--- PROBLEM REQUIREMENTS ---
Starting at the line that contains "mark: the shadow" and ending with the last line of the rows below, write out each line as one string in a JSON list, leaving out any blank lines.

--- EXCERPTED DATA ---
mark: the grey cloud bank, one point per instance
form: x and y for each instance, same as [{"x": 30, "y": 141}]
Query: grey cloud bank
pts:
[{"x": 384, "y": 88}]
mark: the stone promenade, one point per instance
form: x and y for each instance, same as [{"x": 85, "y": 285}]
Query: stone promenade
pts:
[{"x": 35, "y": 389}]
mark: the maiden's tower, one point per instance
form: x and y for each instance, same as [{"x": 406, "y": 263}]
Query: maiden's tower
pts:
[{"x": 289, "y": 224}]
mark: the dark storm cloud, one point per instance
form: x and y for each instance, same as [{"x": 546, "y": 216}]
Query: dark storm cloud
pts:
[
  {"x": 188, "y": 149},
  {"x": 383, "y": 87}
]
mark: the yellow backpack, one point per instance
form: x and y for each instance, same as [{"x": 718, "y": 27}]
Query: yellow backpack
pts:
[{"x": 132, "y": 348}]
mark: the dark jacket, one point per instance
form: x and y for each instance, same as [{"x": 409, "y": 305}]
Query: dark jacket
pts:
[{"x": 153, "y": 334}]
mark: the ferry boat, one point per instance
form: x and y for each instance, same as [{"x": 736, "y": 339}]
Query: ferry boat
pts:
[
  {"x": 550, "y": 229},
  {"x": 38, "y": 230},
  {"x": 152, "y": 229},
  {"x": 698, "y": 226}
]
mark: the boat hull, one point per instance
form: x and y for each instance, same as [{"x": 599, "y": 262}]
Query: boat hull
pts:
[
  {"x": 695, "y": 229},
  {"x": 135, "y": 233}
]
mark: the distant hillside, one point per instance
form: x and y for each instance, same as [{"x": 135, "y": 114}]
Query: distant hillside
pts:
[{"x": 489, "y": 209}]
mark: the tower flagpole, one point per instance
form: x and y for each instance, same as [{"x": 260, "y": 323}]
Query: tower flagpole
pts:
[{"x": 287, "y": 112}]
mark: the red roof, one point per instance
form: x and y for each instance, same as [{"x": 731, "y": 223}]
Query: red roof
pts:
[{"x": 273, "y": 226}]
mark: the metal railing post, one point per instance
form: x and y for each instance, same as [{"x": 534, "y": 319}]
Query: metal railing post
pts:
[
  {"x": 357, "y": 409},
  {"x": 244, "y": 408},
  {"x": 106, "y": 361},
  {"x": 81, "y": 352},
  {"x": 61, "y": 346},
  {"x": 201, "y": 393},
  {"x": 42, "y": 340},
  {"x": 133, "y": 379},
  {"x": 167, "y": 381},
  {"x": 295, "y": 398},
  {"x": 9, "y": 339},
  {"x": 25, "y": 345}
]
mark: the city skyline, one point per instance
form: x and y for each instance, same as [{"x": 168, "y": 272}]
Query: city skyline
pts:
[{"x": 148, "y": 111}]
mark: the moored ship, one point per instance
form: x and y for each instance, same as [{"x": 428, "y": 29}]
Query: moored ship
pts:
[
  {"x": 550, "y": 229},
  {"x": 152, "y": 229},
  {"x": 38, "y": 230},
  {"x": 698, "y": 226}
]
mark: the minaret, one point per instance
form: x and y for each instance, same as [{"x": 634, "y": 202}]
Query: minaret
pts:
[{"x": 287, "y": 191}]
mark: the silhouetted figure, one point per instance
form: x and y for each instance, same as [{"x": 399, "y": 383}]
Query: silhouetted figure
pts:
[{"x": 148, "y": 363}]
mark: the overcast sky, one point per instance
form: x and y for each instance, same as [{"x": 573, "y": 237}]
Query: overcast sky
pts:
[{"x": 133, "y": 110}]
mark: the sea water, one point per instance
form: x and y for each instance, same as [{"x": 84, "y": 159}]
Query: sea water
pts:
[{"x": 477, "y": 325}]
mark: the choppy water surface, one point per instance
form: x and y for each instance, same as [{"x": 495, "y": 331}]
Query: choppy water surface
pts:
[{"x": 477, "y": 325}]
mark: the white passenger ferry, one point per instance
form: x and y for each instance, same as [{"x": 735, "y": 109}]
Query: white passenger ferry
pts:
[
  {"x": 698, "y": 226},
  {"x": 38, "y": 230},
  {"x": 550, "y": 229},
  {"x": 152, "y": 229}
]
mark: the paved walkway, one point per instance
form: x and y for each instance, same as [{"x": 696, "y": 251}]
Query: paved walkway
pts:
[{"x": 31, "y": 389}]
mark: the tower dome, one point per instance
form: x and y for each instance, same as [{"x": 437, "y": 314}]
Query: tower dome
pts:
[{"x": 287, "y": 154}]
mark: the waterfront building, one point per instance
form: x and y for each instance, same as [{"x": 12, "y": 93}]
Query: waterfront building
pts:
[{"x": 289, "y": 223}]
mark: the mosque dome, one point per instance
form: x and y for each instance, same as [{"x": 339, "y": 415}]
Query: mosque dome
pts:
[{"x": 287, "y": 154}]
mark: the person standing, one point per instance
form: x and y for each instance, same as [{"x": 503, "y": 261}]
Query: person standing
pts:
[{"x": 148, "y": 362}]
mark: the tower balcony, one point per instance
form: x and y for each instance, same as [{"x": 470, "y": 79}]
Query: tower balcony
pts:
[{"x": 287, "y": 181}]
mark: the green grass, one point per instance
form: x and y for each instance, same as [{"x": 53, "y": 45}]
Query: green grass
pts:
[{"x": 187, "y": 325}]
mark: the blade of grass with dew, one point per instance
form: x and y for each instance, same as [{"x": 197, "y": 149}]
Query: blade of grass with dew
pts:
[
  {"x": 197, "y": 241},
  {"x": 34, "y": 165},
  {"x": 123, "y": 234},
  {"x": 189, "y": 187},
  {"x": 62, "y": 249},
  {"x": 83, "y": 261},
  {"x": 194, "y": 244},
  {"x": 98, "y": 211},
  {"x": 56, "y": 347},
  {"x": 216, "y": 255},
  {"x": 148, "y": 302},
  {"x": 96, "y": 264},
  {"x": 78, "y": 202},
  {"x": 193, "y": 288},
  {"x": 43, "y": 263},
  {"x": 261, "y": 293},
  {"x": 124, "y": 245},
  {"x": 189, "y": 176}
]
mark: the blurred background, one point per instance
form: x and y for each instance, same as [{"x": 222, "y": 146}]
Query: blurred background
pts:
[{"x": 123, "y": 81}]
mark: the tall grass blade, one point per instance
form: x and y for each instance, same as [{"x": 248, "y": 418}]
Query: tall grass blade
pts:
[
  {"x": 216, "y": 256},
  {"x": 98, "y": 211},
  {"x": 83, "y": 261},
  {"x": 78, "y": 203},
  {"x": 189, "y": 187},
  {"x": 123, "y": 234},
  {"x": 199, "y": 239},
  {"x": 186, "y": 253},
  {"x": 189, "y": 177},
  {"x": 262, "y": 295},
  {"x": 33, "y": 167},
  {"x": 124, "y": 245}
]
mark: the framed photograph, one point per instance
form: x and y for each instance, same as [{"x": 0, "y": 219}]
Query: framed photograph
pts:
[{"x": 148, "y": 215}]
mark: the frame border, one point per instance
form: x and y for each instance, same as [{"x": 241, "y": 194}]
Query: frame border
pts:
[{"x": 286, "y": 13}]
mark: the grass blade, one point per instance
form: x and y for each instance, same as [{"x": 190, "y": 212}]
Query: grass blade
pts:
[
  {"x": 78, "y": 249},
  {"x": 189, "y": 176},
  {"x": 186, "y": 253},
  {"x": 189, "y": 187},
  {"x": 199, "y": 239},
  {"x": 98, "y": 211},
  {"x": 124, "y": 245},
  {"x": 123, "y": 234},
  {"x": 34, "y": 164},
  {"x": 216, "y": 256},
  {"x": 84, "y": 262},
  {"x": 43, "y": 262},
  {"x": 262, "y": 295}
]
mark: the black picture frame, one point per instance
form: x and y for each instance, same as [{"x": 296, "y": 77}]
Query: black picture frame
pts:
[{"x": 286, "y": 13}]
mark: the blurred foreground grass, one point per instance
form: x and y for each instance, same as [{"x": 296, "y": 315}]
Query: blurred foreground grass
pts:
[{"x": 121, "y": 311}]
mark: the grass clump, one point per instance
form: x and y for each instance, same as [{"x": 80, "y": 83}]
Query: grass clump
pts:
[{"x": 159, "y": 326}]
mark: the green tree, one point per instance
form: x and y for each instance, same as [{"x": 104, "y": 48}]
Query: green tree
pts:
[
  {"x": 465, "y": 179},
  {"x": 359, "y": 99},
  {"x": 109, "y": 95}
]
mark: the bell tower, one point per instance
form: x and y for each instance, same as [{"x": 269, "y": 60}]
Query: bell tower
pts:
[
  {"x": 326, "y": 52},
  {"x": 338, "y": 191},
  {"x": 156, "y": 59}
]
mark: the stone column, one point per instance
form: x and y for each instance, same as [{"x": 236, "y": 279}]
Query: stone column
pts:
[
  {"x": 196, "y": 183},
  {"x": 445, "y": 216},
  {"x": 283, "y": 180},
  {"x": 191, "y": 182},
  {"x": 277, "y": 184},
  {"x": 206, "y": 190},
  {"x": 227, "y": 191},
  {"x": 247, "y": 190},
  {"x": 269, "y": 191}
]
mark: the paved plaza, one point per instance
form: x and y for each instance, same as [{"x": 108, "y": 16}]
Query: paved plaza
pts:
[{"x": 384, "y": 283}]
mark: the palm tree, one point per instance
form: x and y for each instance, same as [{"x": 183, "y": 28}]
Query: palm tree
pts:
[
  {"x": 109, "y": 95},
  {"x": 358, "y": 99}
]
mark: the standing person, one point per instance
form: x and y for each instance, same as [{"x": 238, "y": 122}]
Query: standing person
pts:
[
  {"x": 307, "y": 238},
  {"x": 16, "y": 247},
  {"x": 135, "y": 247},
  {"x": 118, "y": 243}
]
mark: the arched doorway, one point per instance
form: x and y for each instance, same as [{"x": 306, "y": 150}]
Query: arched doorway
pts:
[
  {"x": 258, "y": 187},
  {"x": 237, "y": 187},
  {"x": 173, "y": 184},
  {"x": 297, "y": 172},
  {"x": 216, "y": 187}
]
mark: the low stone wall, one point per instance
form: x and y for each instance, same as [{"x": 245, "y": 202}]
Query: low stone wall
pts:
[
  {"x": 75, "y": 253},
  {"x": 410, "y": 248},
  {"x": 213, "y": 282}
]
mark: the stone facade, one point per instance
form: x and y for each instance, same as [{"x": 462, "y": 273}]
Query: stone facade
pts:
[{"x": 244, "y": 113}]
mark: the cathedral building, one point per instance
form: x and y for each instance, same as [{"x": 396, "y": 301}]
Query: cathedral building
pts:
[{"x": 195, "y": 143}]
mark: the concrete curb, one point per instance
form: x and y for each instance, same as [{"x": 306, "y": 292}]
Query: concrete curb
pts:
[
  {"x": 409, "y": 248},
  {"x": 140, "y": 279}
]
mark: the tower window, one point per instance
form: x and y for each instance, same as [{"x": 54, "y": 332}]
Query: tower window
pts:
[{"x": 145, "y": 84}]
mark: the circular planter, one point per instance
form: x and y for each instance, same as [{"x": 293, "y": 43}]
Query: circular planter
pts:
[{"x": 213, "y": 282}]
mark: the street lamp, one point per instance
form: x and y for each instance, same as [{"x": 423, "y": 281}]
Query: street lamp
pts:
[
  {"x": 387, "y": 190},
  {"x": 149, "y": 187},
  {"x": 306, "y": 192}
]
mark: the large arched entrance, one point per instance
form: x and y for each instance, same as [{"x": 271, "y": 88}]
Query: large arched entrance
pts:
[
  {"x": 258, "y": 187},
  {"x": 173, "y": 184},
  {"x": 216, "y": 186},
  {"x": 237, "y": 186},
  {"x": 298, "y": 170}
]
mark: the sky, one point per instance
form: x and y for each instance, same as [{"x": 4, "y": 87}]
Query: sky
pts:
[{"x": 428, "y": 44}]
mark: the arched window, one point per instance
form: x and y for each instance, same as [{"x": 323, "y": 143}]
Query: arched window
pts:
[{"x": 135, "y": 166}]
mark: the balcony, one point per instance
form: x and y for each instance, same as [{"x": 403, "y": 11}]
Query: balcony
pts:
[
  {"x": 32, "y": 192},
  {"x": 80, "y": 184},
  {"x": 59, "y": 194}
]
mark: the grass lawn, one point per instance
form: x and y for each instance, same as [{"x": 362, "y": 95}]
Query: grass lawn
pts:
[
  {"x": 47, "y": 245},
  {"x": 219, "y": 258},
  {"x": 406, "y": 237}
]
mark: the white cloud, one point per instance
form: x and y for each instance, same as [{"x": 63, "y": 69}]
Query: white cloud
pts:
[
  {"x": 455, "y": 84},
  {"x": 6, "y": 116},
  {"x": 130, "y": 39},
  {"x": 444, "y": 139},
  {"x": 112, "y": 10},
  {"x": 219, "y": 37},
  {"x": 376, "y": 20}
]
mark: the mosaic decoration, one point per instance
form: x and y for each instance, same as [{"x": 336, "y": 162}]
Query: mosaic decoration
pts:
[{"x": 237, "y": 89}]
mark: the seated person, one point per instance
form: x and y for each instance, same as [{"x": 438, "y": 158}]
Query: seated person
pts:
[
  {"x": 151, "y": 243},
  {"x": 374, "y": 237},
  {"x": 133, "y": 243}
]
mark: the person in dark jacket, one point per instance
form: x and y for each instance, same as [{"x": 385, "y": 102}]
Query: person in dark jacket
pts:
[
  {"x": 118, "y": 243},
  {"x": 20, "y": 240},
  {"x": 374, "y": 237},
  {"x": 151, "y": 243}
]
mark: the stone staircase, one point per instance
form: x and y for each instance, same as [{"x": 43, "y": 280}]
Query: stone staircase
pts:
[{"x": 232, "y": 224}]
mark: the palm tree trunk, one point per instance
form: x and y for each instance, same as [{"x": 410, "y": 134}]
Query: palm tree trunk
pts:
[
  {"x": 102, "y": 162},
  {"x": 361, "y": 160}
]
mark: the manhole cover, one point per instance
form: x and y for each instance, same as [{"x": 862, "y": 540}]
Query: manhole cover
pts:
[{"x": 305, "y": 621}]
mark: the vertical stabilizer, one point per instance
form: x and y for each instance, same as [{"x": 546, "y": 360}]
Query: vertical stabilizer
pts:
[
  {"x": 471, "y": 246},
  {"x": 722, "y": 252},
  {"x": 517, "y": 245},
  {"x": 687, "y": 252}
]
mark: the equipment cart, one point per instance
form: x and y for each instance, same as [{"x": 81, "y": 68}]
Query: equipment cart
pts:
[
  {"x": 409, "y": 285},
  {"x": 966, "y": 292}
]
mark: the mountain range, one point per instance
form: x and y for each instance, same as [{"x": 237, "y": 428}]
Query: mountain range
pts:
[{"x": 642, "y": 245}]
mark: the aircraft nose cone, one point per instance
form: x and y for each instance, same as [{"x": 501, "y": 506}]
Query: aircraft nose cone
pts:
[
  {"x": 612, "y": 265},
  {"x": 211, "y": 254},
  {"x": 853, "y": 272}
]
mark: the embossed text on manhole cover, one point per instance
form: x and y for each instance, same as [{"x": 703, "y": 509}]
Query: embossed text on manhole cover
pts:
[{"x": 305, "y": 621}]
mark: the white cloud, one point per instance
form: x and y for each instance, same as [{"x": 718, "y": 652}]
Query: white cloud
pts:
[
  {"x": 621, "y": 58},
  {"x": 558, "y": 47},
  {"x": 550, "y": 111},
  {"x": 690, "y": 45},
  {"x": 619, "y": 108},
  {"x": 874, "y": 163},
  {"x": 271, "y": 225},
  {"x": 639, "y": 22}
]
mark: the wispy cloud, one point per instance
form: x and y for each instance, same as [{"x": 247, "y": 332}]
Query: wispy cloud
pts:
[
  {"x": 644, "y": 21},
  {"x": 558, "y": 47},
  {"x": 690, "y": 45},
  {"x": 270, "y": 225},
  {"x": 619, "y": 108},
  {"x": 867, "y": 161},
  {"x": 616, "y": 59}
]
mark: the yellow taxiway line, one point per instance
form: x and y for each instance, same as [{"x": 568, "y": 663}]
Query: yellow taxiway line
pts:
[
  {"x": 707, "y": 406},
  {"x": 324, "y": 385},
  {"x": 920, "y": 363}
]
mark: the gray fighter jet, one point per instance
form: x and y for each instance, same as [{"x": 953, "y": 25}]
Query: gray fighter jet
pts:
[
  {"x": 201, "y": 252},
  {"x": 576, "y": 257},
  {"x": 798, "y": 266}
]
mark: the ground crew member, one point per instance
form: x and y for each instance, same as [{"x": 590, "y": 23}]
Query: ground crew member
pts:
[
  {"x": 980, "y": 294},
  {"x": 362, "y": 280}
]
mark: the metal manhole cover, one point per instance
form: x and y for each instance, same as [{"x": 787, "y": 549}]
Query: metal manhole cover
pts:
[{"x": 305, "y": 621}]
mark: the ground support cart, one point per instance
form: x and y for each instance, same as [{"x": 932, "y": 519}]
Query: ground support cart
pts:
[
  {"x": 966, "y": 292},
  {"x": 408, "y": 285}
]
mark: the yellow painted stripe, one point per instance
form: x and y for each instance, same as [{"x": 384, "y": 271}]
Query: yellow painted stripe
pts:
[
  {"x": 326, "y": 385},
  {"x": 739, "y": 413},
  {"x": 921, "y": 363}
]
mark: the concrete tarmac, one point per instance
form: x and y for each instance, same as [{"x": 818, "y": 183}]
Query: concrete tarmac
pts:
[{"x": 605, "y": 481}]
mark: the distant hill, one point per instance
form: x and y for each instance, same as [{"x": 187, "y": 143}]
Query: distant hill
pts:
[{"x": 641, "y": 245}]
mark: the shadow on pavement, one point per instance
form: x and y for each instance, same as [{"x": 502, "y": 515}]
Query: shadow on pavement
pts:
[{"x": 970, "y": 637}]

--- EXPECTED ANSWER ---
[
  "mark: the shadow on pavement, one point per instance",
  "form: x and y for each instance, same as [{\"x\": 502, \"y\": 515}]",
  "Query: shadow on pavement",
  "pts:",
  "[{\"x\": 970, \"y\": 637}]"
]